[Dataset entries]
************

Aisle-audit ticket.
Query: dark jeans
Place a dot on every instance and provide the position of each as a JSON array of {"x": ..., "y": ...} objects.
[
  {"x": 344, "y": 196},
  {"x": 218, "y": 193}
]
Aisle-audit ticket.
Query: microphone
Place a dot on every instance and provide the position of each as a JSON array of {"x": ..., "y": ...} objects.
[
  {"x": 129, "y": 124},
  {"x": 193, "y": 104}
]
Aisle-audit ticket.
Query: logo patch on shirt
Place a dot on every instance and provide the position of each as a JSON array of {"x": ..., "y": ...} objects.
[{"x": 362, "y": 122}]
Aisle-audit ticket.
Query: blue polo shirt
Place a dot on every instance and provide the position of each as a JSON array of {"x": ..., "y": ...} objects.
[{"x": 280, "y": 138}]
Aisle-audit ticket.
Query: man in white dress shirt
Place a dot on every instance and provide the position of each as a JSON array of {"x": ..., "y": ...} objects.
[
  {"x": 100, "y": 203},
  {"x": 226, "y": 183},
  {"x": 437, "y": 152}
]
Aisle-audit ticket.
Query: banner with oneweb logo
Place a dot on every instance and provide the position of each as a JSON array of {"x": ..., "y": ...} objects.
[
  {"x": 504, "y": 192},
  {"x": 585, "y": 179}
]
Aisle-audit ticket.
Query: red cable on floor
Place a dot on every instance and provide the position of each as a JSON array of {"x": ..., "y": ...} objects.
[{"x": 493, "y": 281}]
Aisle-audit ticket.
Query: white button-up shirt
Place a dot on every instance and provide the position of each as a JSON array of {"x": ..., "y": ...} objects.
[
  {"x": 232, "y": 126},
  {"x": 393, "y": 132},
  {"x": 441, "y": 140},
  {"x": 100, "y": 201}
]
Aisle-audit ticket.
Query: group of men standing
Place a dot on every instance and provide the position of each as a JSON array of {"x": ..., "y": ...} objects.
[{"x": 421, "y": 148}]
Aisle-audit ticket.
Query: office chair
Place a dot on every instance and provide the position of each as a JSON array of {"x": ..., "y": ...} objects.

************

Quote each line of the listing above exactly.

**SOLUTION:**
Aisle-audit ticket.
Query: dark jeans
Place a dot on every instance and provide the position of each as a JSON array of {"x": ..., "y": ...} objects.
[
  {"x": 344, "y": 196},
  {"x": 218, "y": 193}
]
Aisle-audit ticket.
Query: microphone
Place a dot on every instance and provide the position of each as a JSON array of {"x": ..., "y": ...} objects.
[
  {"x": 129, "y": 124},
  {"x": 193, "y": 104}
]
Aisle-audit ticket.
Query: logo patch on shirt
Place a dot on every instance and provide the position of each as a JSON array of {"x": ..., "y": ...} objects.
[{"x": 362, "y": 122}]
Aisle-audit ticket.
Query: blue polo shirt
Place a dot on every instance and provide the position of each as a JSON array of {"x": ..., "y": ...} objects.
[{"x": 280, "y": 138}]
Aisle-audit ticket.
Query: man in white dress shirt
Place a dot on every instance and provide the position of each as a JSON array of {"x": ..., "y": ...} objects.
[
  {"x": 100, "y": 203},
  {"x": 226, "y": 183},
  {"x": 437, "y": 152}
]
Aisle-audit ticket.
Query: banner with oneweb logo
Place a dot on every instance and provide the position of each as a JSON array of {"x": ..., "y": ...} objects.
[
  {"x": 504, "y": 192},
  {"x": 585, "y": 179}
]
Aisle-audit ticket.
Query: red cable on floor
Place a dot on every instance and provide the position of each as a JSON array of {"x": ..., "y": ...} objects.
[{"x": 493, "y": 281}]
Aisle-audit ticket.
Query: white button-up shirt
Place a dot on every instance and provide the position of each as a JSON array of {"x": ..., "y": ...} objects.
[
  {"x": 232, "y": 126},
  {"x": 393, "y": 132},
  {"x": 441, "y": 140},
  {"x": 100, "y": 201}
]
Aisle-audit ticket.
Query: group of men standing
Place a dot on every instance and provide the position of each as a JSON array of {"x": ..., "y": ...} objects.
[{"x": 421, "y": 148}]
Aisle-audit ticket.
Query: office chair
Place a dot on every instance and provide the position of each as a JSON array of {"x": ..., "y": ...} objects.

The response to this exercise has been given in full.